Natural-language object grounding data:
┄┄┄┄┄┄┄┄┄┄┄┄┄┄┄┄┄┄┄┄
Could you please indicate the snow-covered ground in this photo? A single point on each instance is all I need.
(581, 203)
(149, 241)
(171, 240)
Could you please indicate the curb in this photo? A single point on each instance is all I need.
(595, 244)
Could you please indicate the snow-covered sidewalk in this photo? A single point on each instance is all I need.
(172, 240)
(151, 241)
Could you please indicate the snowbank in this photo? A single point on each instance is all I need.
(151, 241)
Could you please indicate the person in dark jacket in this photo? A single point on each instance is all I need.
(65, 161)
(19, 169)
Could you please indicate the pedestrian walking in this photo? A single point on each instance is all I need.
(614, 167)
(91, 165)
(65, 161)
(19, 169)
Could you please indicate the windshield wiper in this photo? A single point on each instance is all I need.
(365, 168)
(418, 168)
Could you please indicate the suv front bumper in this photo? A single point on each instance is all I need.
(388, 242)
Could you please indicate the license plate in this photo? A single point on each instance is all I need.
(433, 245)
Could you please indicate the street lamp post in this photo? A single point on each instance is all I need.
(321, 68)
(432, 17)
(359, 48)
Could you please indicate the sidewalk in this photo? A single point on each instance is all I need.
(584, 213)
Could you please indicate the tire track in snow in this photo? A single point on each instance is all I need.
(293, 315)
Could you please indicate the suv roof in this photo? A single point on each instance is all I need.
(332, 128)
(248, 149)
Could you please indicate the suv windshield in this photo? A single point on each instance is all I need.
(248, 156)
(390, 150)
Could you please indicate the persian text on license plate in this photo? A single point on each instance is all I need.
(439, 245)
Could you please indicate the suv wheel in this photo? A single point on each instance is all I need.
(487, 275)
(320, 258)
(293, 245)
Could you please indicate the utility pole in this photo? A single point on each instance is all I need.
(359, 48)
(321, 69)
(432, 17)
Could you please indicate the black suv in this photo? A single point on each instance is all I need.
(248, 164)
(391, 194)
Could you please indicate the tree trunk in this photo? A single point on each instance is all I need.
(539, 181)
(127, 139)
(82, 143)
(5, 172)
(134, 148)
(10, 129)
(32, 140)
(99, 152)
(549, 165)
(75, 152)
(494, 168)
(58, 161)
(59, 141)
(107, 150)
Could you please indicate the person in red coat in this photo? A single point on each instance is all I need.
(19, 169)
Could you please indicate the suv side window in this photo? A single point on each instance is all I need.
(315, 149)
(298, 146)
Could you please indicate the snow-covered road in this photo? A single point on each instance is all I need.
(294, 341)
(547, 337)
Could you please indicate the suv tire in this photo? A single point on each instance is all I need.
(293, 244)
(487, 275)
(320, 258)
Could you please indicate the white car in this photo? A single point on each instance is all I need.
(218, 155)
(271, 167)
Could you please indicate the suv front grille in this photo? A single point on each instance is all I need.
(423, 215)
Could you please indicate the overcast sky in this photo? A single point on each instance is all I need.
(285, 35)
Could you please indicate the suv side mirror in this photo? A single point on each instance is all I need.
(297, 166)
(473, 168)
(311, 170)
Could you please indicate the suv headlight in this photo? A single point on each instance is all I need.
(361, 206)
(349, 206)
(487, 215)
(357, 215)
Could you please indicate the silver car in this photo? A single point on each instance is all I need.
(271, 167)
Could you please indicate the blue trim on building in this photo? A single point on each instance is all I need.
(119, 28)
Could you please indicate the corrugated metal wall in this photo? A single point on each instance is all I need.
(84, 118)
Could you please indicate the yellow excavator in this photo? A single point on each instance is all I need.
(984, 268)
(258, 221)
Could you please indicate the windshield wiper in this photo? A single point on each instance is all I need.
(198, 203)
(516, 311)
┄┄┄┄┄┄┄┄┄┄┄┄┄┄┄┄┄┄┄┄
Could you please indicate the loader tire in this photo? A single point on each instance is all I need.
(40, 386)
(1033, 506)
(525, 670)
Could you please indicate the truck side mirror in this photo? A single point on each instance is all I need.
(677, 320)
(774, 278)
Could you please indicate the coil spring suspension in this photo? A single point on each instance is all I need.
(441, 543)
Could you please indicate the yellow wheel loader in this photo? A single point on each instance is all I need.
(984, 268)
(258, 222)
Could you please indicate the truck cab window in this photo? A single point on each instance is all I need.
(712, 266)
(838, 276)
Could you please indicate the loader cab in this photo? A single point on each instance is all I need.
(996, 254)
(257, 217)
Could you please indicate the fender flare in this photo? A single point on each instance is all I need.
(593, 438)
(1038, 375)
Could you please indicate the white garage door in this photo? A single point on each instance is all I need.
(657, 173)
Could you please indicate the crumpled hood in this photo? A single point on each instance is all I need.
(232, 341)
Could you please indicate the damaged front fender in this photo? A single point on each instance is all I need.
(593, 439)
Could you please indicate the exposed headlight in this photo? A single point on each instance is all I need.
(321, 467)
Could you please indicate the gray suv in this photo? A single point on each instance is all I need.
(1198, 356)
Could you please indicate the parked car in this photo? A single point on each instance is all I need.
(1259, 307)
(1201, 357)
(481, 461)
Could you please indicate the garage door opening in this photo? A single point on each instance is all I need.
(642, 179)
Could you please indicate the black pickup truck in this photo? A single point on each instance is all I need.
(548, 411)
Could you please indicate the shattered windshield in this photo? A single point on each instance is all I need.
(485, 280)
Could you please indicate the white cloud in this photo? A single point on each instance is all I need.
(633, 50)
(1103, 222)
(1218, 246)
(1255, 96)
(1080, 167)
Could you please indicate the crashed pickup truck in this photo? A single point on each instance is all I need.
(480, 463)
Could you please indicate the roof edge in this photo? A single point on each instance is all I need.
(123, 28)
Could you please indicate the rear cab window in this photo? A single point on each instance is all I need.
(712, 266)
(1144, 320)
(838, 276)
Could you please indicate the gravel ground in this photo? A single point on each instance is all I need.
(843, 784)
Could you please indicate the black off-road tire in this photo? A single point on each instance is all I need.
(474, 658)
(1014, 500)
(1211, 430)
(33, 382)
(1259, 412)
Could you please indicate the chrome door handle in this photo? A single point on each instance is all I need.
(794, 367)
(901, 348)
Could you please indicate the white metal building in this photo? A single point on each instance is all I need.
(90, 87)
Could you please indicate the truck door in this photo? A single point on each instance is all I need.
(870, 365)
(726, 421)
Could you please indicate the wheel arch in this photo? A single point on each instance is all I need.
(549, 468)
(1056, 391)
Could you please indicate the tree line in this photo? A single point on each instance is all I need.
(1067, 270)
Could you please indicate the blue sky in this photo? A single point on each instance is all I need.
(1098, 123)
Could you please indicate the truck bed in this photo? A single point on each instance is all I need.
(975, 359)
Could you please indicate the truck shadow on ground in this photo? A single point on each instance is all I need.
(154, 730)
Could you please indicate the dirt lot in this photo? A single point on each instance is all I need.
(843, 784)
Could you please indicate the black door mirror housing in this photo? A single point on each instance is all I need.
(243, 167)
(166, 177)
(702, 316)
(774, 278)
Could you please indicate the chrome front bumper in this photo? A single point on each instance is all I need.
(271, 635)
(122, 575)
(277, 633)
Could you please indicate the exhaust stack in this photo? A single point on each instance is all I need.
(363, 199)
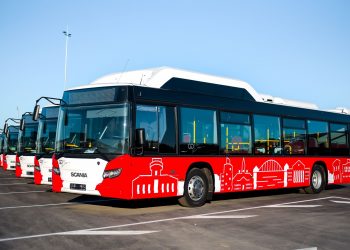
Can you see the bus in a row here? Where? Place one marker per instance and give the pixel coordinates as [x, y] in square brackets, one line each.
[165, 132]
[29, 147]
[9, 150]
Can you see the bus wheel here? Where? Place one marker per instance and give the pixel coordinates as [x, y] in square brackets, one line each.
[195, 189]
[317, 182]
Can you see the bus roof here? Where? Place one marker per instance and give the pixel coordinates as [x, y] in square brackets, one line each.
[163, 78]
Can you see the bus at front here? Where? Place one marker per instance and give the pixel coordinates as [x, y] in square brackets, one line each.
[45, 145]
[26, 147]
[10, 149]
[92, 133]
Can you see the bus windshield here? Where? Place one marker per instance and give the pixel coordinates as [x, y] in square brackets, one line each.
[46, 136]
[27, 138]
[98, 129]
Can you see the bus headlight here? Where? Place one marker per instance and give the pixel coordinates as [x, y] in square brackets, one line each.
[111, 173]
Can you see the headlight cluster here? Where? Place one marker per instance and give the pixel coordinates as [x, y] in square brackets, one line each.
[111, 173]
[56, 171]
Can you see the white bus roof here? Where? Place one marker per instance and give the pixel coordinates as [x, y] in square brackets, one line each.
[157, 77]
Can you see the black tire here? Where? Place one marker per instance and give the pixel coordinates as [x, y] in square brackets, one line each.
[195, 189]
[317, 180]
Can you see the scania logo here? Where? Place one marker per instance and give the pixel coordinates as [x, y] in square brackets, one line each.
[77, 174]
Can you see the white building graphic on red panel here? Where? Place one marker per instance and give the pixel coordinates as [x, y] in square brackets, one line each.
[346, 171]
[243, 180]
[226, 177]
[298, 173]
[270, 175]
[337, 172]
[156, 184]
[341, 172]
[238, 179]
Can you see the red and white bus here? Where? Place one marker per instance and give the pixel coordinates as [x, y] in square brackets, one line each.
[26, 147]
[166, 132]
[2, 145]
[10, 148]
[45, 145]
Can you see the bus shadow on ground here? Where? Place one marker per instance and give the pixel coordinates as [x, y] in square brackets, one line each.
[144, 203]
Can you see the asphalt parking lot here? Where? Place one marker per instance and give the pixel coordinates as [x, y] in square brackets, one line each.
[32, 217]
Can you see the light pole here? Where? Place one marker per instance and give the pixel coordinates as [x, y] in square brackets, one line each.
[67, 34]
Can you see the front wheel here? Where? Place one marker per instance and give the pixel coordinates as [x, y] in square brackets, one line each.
┄┄┄┄┄┄┄┄┄┄┄┄┄┄┄┄┄┄┄┄
Of the entries above, transcribe exactly those lines that fall between the line containing "Can you see the red" and the line containing "Can you see the front", together with those two lines.

Can you see the red and white bus here? Where? Place one marker per instance and give the pixel coordinates as [x, y] in square brackets, one line each.
[26, 147]
[166, 132]
[2, 145]
[10, 148]
[45, 145]
Can you see the bus shadow on ground here? Where? Place one marker per instance and give the pixel coordinates as [x, y] in square brackets, one line each.
[144, 203]
Can you see the asphalt parking lot here? Where? Place one marker per instance and give the pixel coordinates as [x, y] in square brackets, one line each.
[32, 217]
Can you see the light pole here? Where? Place one marker per instance and give the pixel coordinates as [x, y] in square brackets, one line each.
[67, 34]
Can you see the front wheel here? Where? Place one marker per instance and give the pixel coordinates as [x, y] in square brackets, one line each.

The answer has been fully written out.